**** Stored records
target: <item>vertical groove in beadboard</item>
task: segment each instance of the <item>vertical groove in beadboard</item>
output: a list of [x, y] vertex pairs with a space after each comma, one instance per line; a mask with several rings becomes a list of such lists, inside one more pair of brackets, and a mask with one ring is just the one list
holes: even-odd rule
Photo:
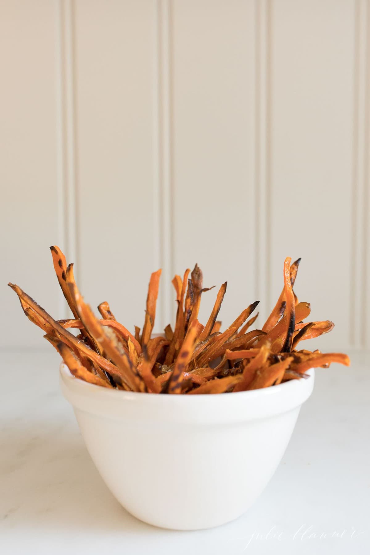
[[354, 13], [352, 225], [350, 342], [367, 342], [369, 188], [369, 0], [356, 0]]
[[271, 3], [256, 0], [255, 6], [256, 297], [263, 319], [271, 298]]
[[266, 14], [266, 304], [270, 308], [271, 303], [271, 227], [272, 210], [272, 0], [267, 0]]
[[[55, 126], [56, 126], [56, 164], [57, 164], [57, 217], [58, 219], [58, 236], [50, 238], [64, 248], [65, 238], [65, 203], [64, 202], [64, 129], [63, 124], [63, 81], [62, 35], [62, 2], [55, 0]], [[65, 300], [61, 291], [59, 292], [59, 313], [60, 317], [67, 317]]]
[[364, 19], [366, 21], [365, 31], [365, 83], [364, 97], [365, 105], [364, 108], [364, 158], [363, 158], [363, 239], [362, 241], [362, 259], [363, 260], [363, 270], [362, 275], [362, 297], [361, 305], [362, 311], [362, 322], [363, 324], [361, 335], [361, 346], [363, 349], [370, 347], [370, 339], [369, 337], [369, 283], [370, 277], [369, 265], [370, 265], [370, 253], [369, 247], [370, 240], [369, 233], [369, 213], [370, 211], [370, 0], [367, 0], [365, 5], [366, 13]]
[[[161, 205], [160, 190], [160, 126], [159, 98], [159, 22], [160, 6], [158, 0], [153, 0], [153, 58], [152, 58], [152, 89], [153, 89], [153, 261], [155, 269], [162, 265], [161, 259]], [[156, 314], [156, 325], [159, 323], [159, 329], [163, 329], [163, 316], [162, 305], [158, 303]], [[157, 331], [156, 330], [155, 330]]]
[[76, 273], [80, 276], [76, 184], [74, 4], [73, 0], [59, 0], [59, 4], [62, 173], [65, 230], [63, 243], [67, 260], [75, 263]]
[[349, 344], [356, 346], [358, 337], [357, 328], [357, 284], [358, 273], [354, 271], [357, 268], [356, 245], [357, 243], [357, 198], [358, 196], [358, 127], [359, 127], [359, 30], [360, 30], [360, 2], [354, 2], [354, 49], [353, 60], [353, 138], [352, 138], [352, 237], [351, 256], [351, 290], [349, 291]]
[[174, 273], [173, 41], [171, 0], [158, 0], [158, 154], [160, 259], [162, 268], [161, 299], [163, 329], [173, 316], [171, 280]]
********
Rewrite all of the records above with every "vertical groove in beadboard" swapped for "vertical groove in wood paneling" and everything else left unchanged. Leave the picture out of your answer.

target: <item>vertical groove in wood paneling</item>
task: segment each instance of the <item>vertical groove in wood paneling</item>
output: a list of [x, y] vertex pairs with a space after each comma, one instance per line; a mask with several rings becomes a list of such lists, inside one more pair of brackets, and a mask with one ring is just the one list
holes: even-odd rule
Photo:
[[354, 13], [352, 225], [350, 342], [367, 342], [369, 188], [369, 0], [356, 0]]
[[271, 3], [256, 0], [255, 6], [256, 297], [263, 319], [271, 298]]
[[266, 14], [266, 304], [270, 308], [271, 303], [271, 227], [272, 210], [272, 0], [267, 0]]
[[[55, 126], [56, 126], [56, 164], [57, 164], [57, 217], [58, 219], [58, 236], [50, 238], [64, 248], [65, 238], [65, 203], [64, 202], [64, 129], [63, 124], [63, 81], [62, 35], [62, 2], [55, 0]], [[65, 300], [61, 291], [59, 292], [59, 313], [60, 317], [67, 317]]]
[[364, 19], [366, 21], [365, 31], [365, 83], [364, 97], [365, 105], [364, 108], [364, 158], [363, 158], [363, 239], [362, 241], [362, 259], [363, 260], [363, 270], [362, 275], [362, 297], [361, 305], [362, 311], [362, 322], [363, 324], [361, 335], [361, 346], [363, 349], [370, 347], [370, 339], [369, 337], [369, 283], [370, 277], [369, 265], [370, 265], [370, 253], [369, 247], [370, 240], [369, 233], [369, 213], [370, 211], [370, 0], [367, 0], [365, 5], [366, 13]]
[[[161, 205], [160, 190], [160, 126], [159, 98], [159, 22], [160, 6], [158, 0], [153, 0], [153, 58], [152, 58], [152, 89], [153, 89], [153, 261], [155, 269], [162, 265], [161, 259]], [[156, 314], [156, 325], [159, 323], [159, 329], [163, 329], [163, 316], [162, 305], [158, 303]], [[157, 331], [156, 330], [155, 330]]]
[[76, 273], [80, 276], [76, 184], [74, 4], [73, 0], [59, 0], [59, 4], [62, 173], [65, 230], [63, 243], [67, 260], [75, 263]]
[[349, 344], [356, 346], [358, 337], [357, 328], [357, 284], [358, 273], [354, 271], [357, 268], [356, 245], [357, 243], [357, 198], [358, 196], [358, 127], [359, 127], [359, 30], [360, 30], [360, 2], [354, 2], [354, 49], [353, 60], [353, 138], [352, 138], [352, 237], [351, 256], [351, 290], [349, 291]]
[[174, 273], [173, 41], [171, 0], [158, 0], [158, 154], [160, 259], [162, 268], [161, 299], [163, 329], [173, 316], [171, 280]]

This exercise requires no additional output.